_RECORDS SUPPLIED:_
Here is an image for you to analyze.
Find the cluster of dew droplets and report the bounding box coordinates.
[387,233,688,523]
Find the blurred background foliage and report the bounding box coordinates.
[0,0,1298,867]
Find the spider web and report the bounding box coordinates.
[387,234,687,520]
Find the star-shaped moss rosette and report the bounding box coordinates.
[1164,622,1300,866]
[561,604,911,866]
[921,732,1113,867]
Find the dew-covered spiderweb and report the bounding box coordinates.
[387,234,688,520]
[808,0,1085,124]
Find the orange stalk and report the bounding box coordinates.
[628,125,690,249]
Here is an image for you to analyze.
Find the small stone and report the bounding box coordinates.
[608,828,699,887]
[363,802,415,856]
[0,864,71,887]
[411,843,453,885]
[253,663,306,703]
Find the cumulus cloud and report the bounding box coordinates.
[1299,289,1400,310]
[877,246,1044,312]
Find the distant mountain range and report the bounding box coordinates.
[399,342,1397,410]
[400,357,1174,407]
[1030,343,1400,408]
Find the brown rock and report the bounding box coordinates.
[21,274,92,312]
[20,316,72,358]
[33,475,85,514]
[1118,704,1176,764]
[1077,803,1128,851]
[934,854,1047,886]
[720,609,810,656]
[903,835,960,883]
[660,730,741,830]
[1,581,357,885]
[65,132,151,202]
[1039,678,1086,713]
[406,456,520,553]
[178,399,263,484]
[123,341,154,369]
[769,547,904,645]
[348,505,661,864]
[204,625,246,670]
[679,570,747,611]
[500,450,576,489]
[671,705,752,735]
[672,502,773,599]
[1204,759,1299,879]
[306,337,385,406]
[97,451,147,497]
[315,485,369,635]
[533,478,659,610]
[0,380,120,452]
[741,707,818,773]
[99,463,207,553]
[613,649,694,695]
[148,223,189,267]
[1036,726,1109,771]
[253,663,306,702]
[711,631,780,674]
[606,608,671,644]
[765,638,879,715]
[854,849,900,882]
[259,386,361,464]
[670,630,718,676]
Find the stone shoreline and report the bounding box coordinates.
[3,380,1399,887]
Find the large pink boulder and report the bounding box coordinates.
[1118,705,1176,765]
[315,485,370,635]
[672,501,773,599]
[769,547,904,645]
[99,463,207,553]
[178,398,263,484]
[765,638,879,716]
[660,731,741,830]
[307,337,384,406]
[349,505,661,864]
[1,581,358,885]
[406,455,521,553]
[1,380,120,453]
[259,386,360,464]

_EXERCISE DESCRIPTION:_
Could you write out all the data exactly as it is given?

_WRITTEN RESPONSE:_
Here is an image for you to analyze.
Find the cluster of dew droplets and report the bounding box coordinates.
[387,233,688,523]
Find the blurred background foliage and report the bounding box coordinates.
[0,0,1298,867]
Find the spider web and report the bounding box coordinates.
[387,234,687,520]
Find the star-shaped moss rosette and report the bounding box coordinates.
[1164,622,1300,866]
[561,604,911,866]
[921,732,1113,867]
Find the dew-covered spiderweb and report the bounding box coordinates.
[387,234,688,520]
[808,0,1085,124]
Find the orange stalk and report the bounding box coordinates.
[628,125,690,249]
Here is an image for you to analyze.
Find the small stone and report the bounding box coordinates.
[608,828,699,887]
[363,802,415,856]
[0,864,71,887]
[411,843,453,885]
[253,663,306,703]
Find the cumulus cloud and report the bounding box coordinates.
[1299,289,1400,310]
[877,246,1044,312]
Find the distant mountain range and report the bounding box coordinates.
[399,342,1397,410]
[400,357,1174,407]
[1030,343,1400,408]
Find the brown rock and report the bounding box coordinates.
[21,274,92,312]
[20,316,72,358]
[33,475,85,514]
[1118,704,1176,764]
[1077,803,1128,851]
[934,854,1047,886]
[720,609,810,656]
[903,835,960,883]
[660,730,741,830]
[1,581,357,885]
[65,132,151,202]
[1039,678,1086,713]
[406,456,520,553]
[178,399,263,484]
[123,341,154,369]
[769,547,904,645]
[348,505,661,864]
[204,625,246,670]
[679,570,747,611]
[500,450,576,489]
[671,705,752,735]
[672,502,773,599]
[1204,759,1299,879]
[306,337,385,406]
[97,451,147,497]
[315,485,369,635]
[533,478,659,610]
[0,380,120,452]
[741,707,818,773]
[99,463,207,553]
[613,649,694,695]
[148,223,189,267]
[1036,726,1109,771]
[253,663,306,702]
[711,631,780,674]
[606,608,671,644]
[765,638,879,715]
[854,849,900,882]
[259,386,361,464]
[670,630,718,676]
Find the stone shoreline and report the bounding box coordinates.
[3,380,1399,887]
Find the large pink boulder and report the bounding box coordinates.
[1118,705,1176,765]
[315,485,370,635]
[672,501,773,599]
[769,547,904,645]
[99,463,207,553]
[178,398,263,484]
[765,638,879,716]
[660,731,741,830]
[307,337,384,406]
[349,505,661,864]
[1,581,358,885]
[406,455,521,553]
[1,380,120,453]
[259,386,360,464]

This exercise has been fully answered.